Esercizio proposto >>
Conta quante righe, tra quelle riportate sotto, contengono la stringa "walking", distinguendo tra maiuscole e minuscole. Scrivi soltanto il numero.

(Voci di dati estratte)
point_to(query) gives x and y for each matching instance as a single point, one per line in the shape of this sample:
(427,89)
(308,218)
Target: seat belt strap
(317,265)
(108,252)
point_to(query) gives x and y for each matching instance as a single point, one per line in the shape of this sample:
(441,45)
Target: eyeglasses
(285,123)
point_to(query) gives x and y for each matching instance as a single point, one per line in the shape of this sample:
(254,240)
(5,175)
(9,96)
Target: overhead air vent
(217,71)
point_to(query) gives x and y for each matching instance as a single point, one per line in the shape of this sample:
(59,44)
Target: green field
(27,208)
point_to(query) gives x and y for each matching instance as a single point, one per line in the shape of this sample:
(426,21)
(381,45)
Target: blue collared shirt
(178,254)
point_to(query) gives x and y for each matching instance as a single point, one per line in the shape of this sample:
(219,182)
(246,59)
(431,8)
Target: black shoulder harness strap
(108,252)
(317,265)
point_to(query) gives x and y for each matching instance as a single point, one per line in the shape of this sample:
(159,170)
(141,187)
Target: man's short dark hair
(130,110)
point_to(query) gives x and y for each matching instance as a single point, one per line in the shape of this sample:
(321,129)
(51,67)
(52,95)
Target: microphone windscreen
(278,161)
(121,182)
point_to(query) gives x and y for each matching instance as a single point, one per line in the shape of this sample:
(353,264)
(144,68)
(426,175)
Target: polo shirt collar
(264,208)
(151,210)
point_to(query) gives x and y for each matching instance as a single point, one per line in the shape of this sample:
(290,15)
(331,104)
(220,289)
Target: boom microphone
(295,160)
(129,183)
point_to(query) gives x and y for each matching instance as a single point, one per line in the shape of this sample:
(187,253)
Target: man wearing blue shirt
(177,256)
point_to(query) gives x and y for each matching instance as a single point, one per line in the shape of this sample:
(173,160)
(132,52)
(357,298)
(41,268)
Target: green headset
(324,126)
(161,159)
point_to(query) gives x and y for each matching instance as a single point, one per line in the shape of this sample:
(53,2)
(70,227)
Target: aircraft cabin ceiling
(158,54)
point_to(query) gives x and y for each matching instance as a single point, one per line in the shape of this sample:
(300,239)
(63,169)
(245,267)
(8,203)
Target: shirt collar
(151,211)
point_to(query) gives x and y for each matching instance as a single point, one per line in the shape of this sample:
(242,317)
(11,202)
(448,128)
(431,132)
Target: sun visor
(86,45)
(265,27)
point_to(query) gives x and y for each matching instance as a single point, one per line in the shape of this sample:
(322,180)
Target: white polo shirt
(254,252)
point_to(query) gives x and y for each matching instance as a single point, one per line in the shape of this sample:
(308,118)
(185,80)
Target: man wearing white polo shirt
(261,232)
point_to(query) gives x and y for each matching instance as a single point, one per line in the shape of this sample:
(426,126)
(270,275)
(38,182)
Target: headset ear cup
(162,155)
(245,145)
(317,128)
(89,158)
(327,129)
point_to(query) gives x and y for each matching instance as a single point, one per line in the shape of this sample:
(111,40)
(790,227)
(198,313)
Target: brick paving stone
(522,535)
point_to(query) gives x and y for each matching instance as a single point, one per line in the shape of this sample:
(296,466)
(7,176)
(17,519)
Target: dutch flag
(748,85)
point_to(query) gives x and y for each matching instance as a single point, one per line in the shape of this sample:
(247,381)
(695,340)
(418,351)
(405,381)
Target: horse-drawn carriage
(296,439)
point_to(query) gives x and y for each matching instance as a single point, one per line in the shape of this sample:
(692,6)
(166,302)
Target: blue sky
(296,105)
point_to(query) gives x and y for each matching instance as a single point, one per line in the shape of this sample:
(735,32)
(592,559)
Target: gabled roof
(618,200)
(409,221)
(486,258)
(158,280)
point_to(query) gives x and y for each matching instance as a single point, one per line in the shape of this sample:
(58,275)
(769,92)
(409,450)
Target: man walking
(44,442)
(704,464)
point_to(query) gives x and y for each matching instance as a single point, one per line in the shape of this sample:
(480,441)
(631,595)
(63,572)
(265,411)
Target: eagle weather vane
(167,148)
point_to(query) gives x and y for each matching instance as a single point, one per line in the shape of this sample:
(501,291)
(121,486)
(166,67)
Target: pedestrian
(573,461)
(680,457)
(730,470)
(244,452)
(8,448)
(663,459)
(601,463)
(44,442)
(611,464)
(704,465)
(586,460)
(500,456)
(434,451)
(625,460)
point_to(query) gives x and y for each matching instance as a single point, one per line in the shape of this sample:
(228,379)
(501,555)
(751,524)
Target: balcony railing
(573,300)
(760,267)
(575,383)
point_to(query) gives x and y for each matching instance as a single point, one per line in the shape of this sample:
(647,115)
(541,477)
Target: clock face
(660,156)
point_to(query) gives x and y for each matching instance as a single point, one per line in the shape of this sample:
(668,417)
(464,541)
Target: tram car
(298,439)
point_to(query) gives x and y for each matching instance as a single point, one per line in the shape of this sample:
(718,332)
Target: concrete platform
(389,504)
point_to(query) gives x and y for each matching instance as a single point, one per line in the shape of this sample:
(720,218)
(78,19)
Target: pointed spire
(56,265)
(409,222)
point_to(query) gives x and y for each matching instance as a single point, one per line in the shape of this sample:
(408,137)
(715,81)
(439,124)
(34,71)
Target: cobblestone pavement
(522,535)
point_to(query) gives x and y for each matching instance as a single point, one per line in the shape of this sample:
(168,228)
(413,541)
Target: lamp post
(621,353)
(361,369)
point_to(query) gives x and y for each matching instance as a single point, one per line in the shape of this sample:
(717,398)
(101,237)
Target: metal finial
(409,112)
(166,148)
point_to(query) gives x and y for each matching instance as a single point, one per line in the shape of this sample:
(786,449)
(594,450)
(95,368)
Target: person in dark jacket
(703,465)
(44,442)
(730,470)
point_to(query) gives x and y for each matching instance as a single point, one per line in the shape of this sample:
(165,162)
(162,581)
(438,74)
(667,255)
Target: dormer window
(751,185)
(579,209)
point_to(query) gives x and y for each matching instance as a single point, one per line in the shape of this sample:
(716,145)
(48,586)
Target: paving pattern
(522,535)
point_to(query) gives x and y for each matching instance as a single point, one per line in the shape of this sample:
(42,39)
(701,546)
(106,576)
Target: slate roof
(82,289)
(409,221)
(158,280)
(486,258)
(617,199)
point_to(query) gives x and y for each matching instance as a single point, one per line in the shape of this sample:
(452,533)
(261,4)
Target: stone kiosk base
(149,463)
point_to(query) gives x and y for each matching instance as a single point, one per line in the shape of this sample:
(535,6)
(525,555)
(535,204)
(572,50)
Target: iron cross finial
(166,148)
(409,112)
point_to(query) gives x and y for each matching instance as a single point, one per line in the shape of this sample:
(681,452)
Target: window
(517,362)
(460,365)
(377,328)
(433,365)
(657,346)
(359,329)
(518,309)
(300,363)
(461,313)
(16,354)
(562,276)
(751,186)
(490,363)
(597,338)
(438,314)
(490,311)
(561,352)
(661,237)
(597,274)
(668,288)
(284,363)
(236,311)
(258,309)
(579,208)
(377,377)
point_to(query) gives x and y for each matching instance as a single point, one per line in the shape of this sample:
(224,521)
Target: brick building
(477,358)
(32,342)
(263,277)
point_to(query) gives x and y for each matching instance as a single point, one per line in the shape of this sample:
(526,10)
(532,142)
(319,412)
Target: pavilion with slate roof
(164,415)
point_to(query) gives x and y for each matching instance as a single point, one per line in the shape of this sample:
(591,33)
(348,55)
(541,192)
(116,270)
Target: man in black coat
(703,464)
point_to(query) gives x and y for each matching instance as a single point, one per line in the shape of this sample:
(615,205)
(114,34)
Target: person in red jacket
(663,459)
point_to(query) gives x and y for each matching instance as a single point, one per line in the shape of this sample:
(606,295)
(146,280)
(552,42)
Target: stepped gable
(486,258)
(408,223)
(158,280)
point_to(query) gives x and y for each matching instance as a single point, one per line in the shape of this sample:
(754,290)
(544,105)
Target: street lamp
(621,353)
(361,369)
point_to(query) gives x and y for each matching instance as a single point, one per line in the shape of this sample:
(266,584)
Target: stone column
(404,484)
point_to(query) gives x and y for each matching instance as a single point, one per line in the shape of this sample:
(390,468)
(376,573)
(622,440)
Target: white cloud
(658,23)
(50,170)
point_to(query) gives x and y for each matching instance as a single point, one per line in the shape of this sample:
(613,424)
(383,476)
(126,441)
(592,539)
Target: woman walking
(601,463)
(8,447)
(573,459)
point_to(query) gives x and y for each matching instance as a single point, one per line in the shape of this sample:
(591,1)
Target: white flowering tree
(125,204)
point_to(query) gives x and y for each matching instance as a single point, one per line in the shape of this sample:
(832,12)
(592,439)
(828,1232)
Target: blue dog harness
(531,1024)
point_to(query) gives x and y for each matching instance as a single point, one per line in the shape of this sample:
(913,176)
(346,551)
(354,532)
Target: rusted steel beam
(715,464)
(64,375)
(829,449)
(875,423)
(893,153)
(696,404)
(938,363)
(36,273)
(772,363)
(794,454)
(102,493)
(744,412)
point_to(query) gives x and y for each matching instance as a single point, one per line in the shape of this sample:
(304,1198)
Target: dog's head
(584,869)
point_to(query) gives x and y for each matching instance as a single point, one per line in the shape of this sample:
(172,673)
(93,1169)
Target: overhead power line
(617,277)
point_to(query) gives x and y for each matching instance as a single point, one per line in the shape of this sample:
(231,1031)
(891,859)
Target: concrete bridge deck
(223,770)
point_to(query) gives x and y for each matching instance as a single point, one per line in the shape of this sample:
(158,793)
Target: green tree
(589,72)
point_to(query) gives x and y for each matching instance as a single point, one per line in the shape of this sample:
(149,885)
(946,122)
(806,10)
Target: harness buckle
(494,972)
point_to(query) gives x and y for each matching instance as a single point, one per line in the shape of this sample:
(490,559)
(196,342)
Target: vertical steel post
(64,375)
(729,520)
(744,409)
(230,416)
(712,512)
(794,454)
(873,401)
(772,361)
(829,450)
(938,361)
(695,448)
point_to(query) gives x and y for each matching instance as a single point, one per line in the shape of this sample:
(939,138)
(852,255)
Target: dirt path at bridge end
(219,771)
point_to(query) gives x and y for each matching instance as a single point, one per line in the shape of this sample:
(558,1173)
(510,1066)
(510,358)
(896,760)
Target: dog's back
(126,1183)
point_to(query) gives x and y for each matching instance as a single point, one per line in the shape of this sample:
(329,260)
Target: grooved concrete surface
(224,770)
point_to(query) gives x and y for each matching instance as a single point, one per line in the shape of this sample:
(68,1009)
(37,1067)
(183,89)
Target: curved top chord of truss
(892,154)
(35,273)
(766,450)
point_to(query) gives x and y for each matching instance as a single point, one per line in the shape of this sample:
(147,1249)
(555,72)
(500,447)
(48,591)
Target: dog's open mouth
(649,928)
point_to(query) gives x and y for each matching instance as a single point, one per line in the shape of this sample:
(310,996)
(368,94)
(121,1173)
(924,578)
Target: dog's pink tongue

Soluzione scritta >>
2